Task requirements: Retype the records exactly, including every line.

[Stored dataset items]
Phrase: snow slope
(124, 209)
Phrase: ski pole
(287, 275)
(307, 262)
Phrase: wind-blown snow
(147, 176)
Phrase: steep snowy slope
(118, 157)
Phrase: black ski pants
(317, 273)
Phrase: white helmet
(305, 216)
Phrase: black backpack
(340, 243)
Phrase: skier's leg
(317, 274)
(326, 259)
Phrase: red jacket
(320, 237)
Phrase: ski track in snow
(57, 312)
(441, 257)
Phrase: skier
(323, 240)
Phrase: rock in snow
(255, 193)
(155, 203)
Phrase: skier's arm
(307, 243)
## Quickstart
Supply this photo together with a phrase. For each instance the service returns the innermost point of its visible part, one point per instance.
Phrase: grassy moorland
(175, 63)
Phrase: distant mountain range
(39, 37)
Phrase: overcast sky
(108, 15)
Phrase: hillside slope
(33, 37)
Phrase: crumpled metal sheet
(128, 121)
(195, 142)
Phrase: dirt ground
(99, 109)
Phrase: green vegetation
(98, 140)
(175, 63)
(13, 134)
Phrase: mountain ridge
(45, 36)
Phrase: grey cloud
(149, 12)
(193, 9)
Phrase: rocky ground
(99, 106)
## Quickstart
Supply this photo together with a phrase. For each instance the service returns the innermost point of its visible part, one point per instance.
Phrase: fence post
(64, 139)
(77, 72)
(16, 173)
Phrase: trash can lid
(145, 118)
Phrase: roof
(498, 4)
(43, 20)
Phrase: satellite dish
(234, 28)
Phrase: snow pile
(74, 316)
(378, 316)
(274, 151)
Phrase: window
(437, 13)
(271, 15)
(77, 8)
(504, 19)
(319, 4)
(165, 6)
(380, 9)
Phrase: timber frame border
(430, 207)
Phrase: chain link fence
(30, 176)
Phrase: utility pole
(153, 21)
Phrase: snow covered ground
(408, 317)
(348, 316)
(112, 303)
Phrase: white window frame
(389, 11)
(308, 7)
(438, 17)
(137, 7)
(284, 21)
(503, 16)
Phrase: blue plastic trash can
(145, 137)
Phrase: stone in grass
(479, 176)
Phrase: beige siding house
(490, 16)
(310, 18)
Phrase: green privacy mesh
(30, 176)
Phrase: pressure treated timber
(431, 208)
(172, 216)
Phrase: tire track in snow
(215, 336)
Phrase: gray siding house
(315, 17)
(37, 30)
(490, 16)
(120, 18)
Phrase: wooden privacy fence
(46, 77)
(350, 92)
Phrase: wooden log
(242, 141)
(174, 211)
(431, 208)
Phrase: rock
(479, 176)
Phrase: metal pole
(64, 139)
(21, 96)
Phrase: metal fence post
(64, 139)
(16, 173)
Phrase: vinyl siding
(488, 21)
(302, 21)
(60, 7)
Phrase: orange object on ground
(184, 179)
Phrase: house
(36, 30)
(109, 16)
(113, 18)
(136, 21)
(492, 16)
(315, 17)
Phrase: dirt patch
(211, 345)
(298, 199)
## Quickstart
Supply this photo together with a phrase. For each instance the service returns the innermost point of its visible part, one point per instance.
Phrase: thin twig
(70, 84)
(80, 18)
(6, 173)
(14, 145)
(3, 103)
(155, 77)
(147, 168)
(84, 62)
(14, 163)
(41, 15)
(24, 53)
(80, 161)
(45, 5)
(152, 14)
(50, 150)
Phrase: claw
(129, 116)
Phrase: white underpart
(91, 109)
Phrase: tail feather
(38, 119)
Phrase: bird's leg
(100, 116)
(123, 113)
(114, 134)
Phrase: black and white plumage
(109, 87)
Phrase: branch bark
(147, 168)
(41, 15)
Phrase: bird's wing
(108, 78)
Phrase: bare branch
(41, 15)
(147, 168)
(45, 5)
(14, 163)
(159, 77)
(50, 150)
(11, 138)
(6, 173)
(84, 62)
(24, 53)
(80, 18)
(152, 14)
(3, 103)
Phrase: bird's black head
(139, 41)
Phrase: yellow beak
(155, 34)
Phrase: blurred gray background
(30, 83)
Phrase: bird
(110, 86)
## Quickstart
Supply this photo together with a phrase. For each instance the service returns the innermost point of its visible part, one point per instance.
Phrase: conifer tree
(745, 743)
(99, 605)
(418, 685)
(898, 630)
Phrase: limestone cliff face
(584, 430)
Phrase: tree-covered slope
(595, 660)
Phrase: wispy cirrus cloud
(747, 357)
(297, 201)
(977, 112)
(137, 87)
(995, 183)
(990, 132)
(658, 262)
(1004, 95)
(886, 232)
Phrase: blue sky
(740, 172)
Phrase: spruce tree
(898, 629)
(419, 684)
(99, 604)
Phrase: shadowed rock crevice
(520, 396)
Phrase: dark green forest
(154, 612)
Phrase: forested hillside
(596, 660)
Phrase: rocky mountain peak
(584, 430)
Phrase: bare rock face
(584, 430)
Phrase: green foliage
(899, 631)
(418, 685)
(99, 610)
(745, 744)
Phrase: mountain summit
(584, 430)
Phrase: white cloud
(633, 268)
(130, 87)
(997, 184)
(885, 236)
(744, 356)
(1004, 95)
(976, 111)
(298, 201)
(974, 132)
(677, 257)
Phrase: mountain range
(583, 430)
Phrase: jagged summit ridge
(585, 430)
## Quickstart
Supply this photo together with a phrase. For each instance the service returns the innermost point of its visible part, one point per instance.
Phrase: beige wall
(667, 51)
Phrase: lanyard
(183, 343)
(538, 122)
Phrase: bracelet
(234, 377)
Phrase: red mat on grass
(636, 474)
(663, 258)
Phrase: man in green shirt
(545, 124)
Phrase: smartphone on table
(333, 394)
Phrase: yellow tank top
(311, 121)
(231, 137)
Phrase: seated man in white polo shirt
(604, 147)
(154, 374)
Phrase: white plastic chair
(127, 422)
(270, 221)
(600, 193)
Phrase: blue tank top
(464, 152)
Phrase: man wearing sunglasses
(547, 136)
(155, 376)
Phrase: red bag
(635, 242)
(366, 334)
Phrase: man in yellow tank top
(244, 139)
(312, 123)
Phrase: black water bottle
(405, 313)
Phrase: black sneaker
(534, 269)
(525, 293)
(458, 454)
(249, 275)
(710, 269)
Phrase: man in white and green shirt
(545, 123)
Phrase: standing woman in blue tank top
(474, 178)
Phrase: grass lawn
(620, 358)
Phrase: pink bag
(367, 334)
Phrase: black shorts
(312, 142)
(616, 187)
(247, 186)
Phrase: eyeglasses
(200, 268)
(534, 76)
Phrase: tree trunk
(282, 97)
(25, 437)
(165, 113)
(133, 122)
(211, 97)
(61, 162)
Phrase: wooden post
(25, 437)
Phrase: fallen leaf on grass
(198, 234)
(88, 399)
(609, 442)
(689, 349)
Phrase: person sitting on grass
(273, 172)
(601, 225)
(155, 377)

Response box:
Phrase: snow slope
(124, 209)
Phrase: ski pole
(287, 275)
(307, 262)
Phrase: wind-blown snow
(147, 176)
Phrase: steep snowy slope
(118, 157)
Phrase: black ski pants
(317, 273)
Phrase: white helmet
(305, 216)
Phrase: black backpack
(340, 243)
Phrase: skier's leg
(317, 274)
(326, 259)
Phrase: red jacket
(320, 237)
Phrase: ski track in snow
(57, 312)
(441, 257)
Phrase: skier
(323, 240)
Phrase: rock in snow
(255, 193)
(155, 203)
Phrase: skier's arm
(307, 243)
## Quickstart
Supply this photo together with a phrase. For each instance the service returns the innermost point of its visible part, one point per instance.
Phrase: grassy moorland
(175, 63)
Phrase: distant mountain range
(39, 37)
Phrase: overcast sky
(108, 15)
Phrase: hillside slope
(33, 37)
Phrase: crumpled metal sheet
(128, 121)
(195, 142)
Phrase: dirt ground
(99, 109)
Phrase: green vegetation
(98, 140)
(175, 63)
(13, 134)
Phrase: mountain ridge
(45, 36)
Phrase: grey cloud
(149, 12)
(193, 9)
Phrase: rocky ground
(99, 106)
## Quickstart
Supply this photo together with a phrase. For each instance the service returns the innermost point of its visible part, one point per instance.
Phrase: fence post
(64, 139)
(77, 72)
(16, 173)
Phrase: trash can lid
(145, 118)
Phrase: roof
(498, 4)
(43, 20)
Phrase: satellite dish
(234, 28)
Phrase: snow pile
(74, 316)
(378, 316)
(274, 151)
Phrase: window
(437, 13)
(271, 15)
(77, 8)
(504, 19)
(319, 4)
(165, 6)
(380, 9)
Phrase: timber frame border
(430, 207)
Phrase: chain link fence
(30, 176)
Phrase: utility pole
(153, 21)
Phrase: snow covered ground
(408, 317)
(348, 316)
(112, 303)
Phrase: white window frame
(389, 11)
(308, 7)
(438, 17)
(137, 7)
(284, 21)
(503, 16)
Phrase: blue plastic trash can
(145, 137)
Phrase: stone in grass
(479, 176)
Phrase: beige siding house
(490, 16)
(310, 18)
Phrase: green privacy mesh
(30, 176)
Phrase: pressure treated timber
(431, 208)
(172, 216)
Phrase: tire track in snow
(215, 336)
Phrase: gray siding house
(315, 17)
(37, 30)
(490, 16)
(120, 18)
Phrase: wooden privacy fence
(46, 77)
(350, 92)
Phrase: wooden log
(242, 141)
(174, 211)
(431, 208)
Phrase: rock
(479, 176)
Phrase: metal pole
(64, 139)
(21, 96)
Phrase: metal fence post
(64, 139)
(16, 173)
Phrase: vinyl siding
(488, 21)
(302, 21)
(60, 7)
Phrase: orange object on ground
(184, 179)
Phrase: house
(36, 30)
(109, 16)
(113, 18)
(136, 21)
(492, 16)
(315, 17)
Phrase: dirt patch
(211, 345)
(298, 199)
## Quickstart
Supply this photo together with a phrase. For each instance the service returns the innermost point of its visible part, one point per instance.
Phrase: thin twig
(70, 84)
(80, 18)
(6, 173)
(14, 145)
(3, 103)
(155, 77)
(147, 168)
(84, 62)
(14, 163)
(41, 15)
(24, 53)
(80, 161)
(45, 5)
(152, 14)
(50, 150)
Phrase: claw
(129, 116)
Phrase: white underpart
(91, 109)
Phrase: tail feather
(38, 119)
Phrase: bird's leg
(100, 116)
(123, 113)
(114, 134)
Phrase: black and white plumage
(109, 87)
Phrase: branch bark
(147, 168)
(41, 15)
Phrase: bird's wing
(108, 78)
Phrase: bare branch
(41, 15)
(147, 168)
(45, 5)
(14, 163)
(159, 77)
(50, 150)
(11, 138)
(6, 173)
(84, 62)
(24, 53)
(80, 18)
(152, 14)
(3, 103)
Phrase: bird's black head
(139, 41)
Phrase: yellow beak
(155, 34)
Phrase: blurred gray background
(30, 83)
Phrase: bird
(110, 86)
## Quickstart
Supply this photo together with a phrase. For each instance the service returns the innermost point of its visible part, one point per instance.
Phrase: conifer tree
(745, 743)
(99, 605)
(418, 685)
(898, 630)
Phrase: limestone cliff face
(584, 430)
Phrase: tree-covered slope
(595, 660)
Phrase: wispy cirrus cloud
(747, 357)
(297, 201)
(977, 112)
(137, 87)
(995, 183)
(990, 132)
(658, 262)
(1004, 95)
(886, 232)
Phrase: blue sky
(740, 172)
Phrase: spruce tree
(898, 629)
(419, 684)
(99, 604)
Phrase: shadowed rock crevice
(520, 396)
Phrase: dark green forest
(154, 612)
Phrase: forested hillside
(596, 660)
Phrase: rocky mountain peak
(584, 430)
Phrase: bare rock face
(584, 430)
Phrase: green foliage
(899, 631)
(418, 685)
(99, 610)
(745, 744)
Phrase: mountain summit
(584, 430)
Phrase: white cloud
(633, 268)
(130, 87)
(997, 184)
(885, 236)
(744, 356)
(1004, 95)
(976, 111)
(298, 201)
(974, 132)
(677, 257)
Phrase: mountain range
(583, 430)
Phrase: jagged summit ridge
(585, 430)
## Quickstart
Supply this photo together with a phrase. For each instance the service returns the innermost point of its visible part, one point per instance.
Phrase: beige wall
(667, 51)
Phrase: lanyard
(183, 343)
(538, 122)
Phrase: bracelet
(234, 377)
Phrase: red mat on grass
(636, 474)
(663, 258)
Phrase: man in green shirt
(545, 124)
Phrase: smartphone on table
(333, 394)
Phrase: yellow tank top
(311, 121)
(231, 137)
Phrase: seated man in white polo shirt
(604, 147)
(154, 374)
Phrase: white plastic chair
(127, 422)
(270, 221)
(600, 193)
Phrase: blue tank top
(464, 152)
Phrase: man wearing sunglasses
(547, 136)
(155, 376)
Phrase: red bag
(635, 242)
(366, 334)
Phrase: man in yellow tank top
(244, 139)
(312, 123)
Phrase: black water bottle
(405, 313)
Phrase: black sneaker
(534, 269)
(525, 293)
(458, 454)
(249, 275)
(710, 269)
Phrase: man in white and green shirt
(545, 123)
Phrase: standing woman in blue tank top
(474, 178)
Phrase: grass lawn
(620, 358)
Phrase: pink bag
(367, 334)
Phrase: black shorts
(312, 142)
(616, 187)
(247, 186)
Phrase: eyeglasses
(200, 268)
(534, 76)
Phrase: tree trunk
(282, 97)
(25, 437)
(165, 113)
(133, 122)
(211, 97)
(61, 162)
Phrase: wooden post
(25, 437)
Phrase: fallen leaf on grass
(198, 234)
(88, 399)
(609, 442)
(689, 349)
Phrase: person sitting on grass
(273, 172)
(601, 225)
(155, 377)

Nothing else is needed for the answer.